Show all the lines in the data below that include the word "instance".

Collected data
----------------------------------------

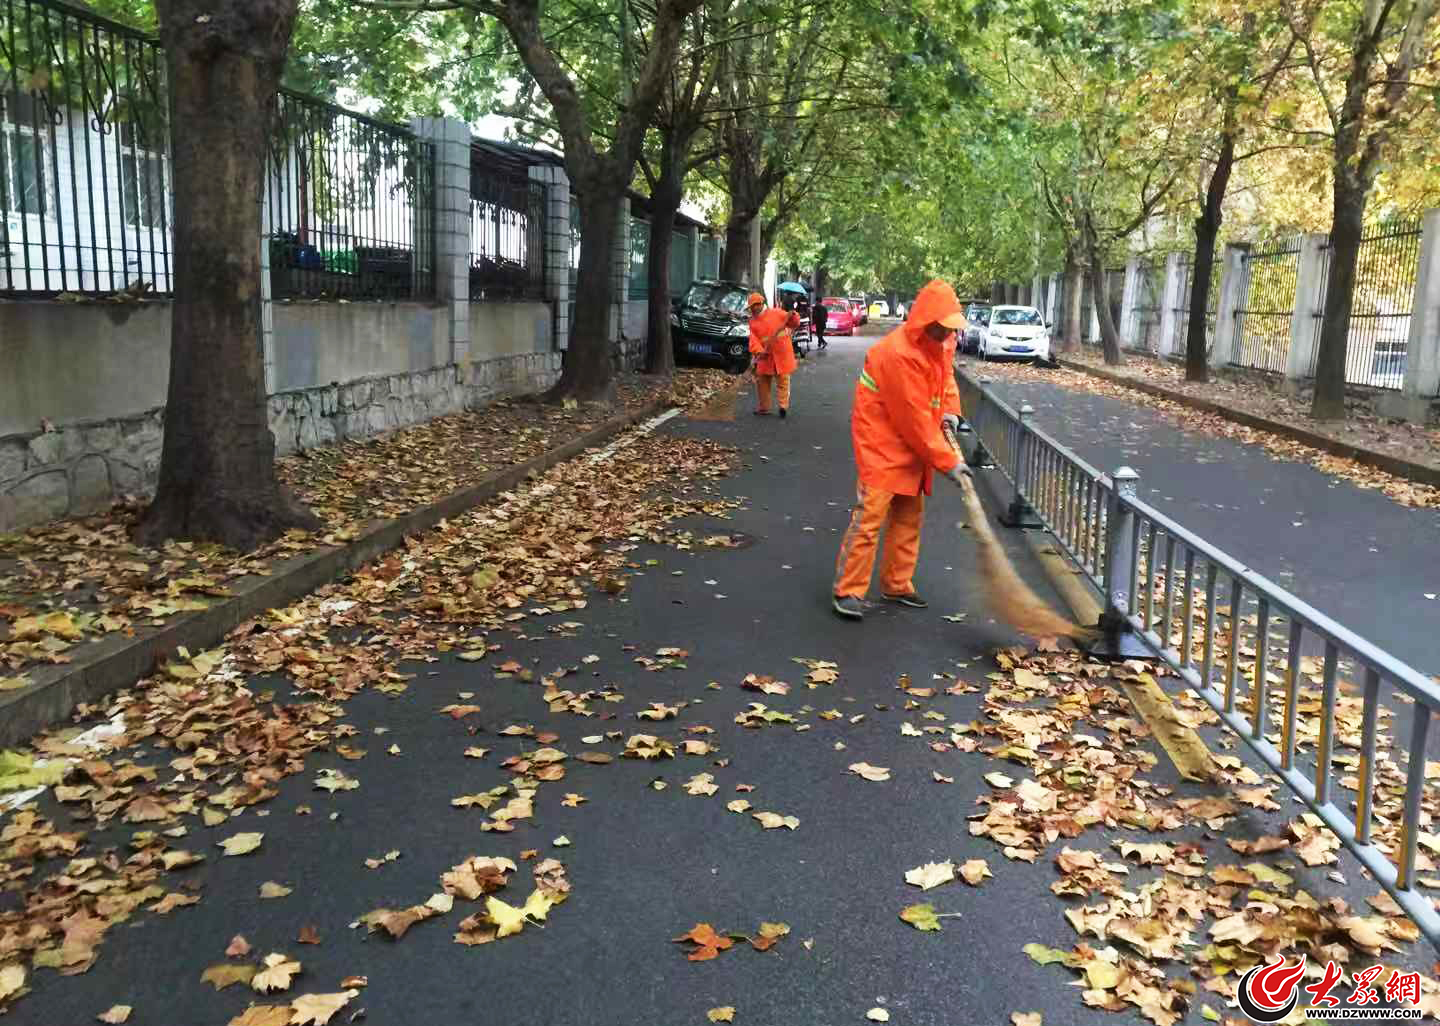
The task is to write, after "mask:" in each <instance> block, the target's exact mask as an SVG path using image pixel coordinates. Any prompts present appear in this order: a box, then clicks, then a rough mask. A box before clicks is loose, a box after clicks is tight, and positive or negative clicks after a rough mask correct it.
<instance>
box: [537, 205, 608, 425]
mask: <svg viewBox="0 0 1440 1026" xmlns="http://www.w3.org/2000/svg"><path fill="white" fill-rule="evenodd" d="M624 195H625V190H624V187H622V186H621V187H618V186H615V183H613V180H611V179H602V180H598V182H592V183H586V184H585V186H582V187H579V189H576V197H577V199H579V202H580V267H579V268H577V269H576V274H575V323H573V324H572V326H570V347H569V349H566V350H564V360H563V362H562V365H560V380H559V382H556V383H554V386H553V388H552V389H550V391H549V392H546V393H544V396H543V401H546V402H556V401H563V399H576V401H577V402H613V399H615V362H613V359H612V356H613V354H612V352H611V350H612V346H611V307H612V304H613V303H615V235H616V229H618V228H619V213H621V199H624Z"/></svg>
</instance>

----------------------------------------

ANSWER TO THIS PROBLEM
The task is to write, after "mask:" in each <instance> block, the target's exact mask as an SVG path using image pixel coordinates. Any prompts present appear in this order: a box, then clicks, then a rough mask. A box before clicks is loose, a box after clicks is tight, and positive or negative clicks after a rough mask correct it.
<instance>
</instance>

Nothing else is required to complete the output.